[Task brief]:
Rewrite all the entries below with "routine" substituted for "function", keeping everything else unchanged and leaving out the pictures.

Dataset excerpts on pointing at objects
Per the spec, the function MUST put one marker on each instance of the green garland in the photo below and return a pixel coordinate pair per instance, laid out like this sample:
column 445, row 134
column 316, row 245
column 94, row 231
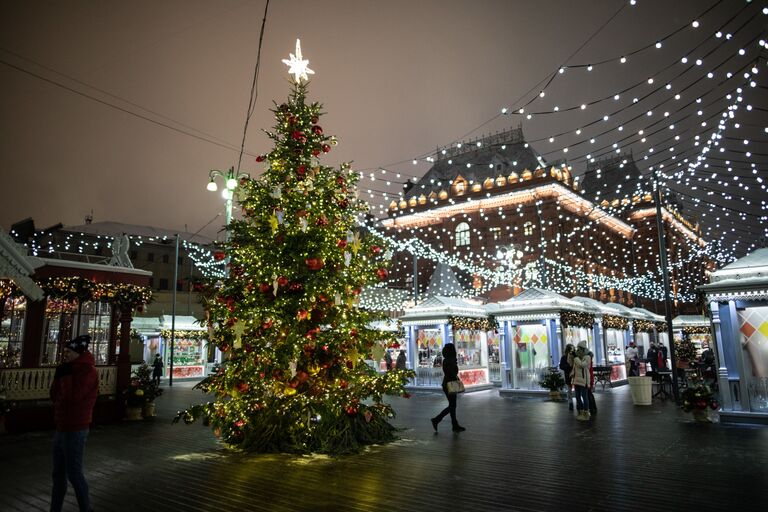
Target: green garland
column 477, row 324
column 82, row 289
column 684, row 350
column 615, row 322
column 643, row 326
column 576, row 319
column 184, row 335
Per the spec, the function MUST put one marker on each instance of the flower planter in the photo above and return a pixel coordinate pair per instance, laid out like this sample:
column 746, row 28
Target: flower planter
column 133, row 413
column 149, row 410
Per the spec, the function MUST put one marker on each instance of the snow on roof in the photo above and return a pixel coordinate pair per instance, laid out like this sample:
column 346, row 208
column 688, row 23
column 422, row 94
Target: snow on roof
column 442, row 307
column 111, row 229
column 689, row 321
column 537, row 301
column 749, row 273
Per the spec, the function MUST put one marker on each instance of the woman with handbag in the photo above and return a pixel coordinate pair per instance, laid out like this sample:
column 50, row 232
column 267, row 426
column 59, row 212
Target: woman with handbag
column 450, row 374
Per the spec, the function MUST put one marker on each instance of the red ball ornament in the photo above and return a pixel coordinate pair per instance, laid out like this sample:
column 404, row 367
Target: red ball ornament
column 314, row 263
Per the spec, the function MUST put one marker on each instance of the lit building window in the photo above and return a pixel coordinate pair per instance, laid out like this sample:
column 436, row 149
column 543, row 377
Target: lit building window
column 528, row 228
column 462, row 234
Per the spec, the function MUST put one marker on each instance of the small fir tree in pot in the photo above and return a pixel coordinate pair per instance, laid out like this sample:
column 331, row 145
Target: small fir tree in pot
column 554, row 381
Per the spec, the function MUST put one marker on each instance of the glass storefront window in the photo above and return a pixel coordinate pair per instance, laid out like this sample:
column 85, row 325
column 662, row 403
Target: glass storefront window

[Written response]:
Per the spec, the routine MUST put one marker on each instance of the green garland in the photo below and return a pixel coordinate pair per instance, laid out like this sample:
column 445, row 134
column 316, row 245
column 94, row 231
Target: green garland
column 477, row 324
column 82, row 289
column 684, row 350
column 615, row 322
column 643, row 326
column 576, row 319
column 184, row 335
Per the spec, the routine MUST put one marker on each instance of the flower planter in the photo above and return a pixel coordinate pair per instance, laid out like this sample:
column 746, row 28
Target: flower planter
column 133, row 413
column 149, row 410
Per the spec, the routine MUST put one marker on each instance of the snow on roof in the photo above and return a pixel coordinate pair per instance, laid out like this sample:
column 346, row 208
column 688, row 23
column 422, row 94
Target: snow on roof
column 442, row 307
column 111, row 229
column 689, row 321
column 537, row 301
column 749, row 273
Per the spec, the routine MUST put one marker on each instance of the woman with handbag in the photo above and return a pixel coordinate pair per instance, laid out like this sample:
column 50, row 232
column 267, row 426
column 59, row 212
Target: woman with handbag
column 450, row 374
Per the spec, the routine MUST put one marker on each instance of the red ball ornament in the photo above and return a pixel coordinate pair per instance, laid out like this sample:
column 404, row 367
Target: red ball ornament
column 314, row 263
Per the spec, the routine MUST put one marker on each instance of the lit building window in the photo above and return a pixel coordinate pair per instance, laid out like this sample:
column 436, row 149
column 543, row 377
Target: lit building window
column 528, row 228
column 462, row 234
Per the spec, the routine MUST put one marker on each instance of the small fir tree in pot in the photo above and return a pixel coordinate pair per instance, laid out like this sample:
column 331, row 145
Target: small fir tree in pot
column 554, row 381
Per the spec, the routine MUST put one marker on each instance of the glass storefront window in the photo above and return a pixel coordinate pair per instance, laid out like this sample:
column 85, row 325
column 662, row 403
Target: glass storefront window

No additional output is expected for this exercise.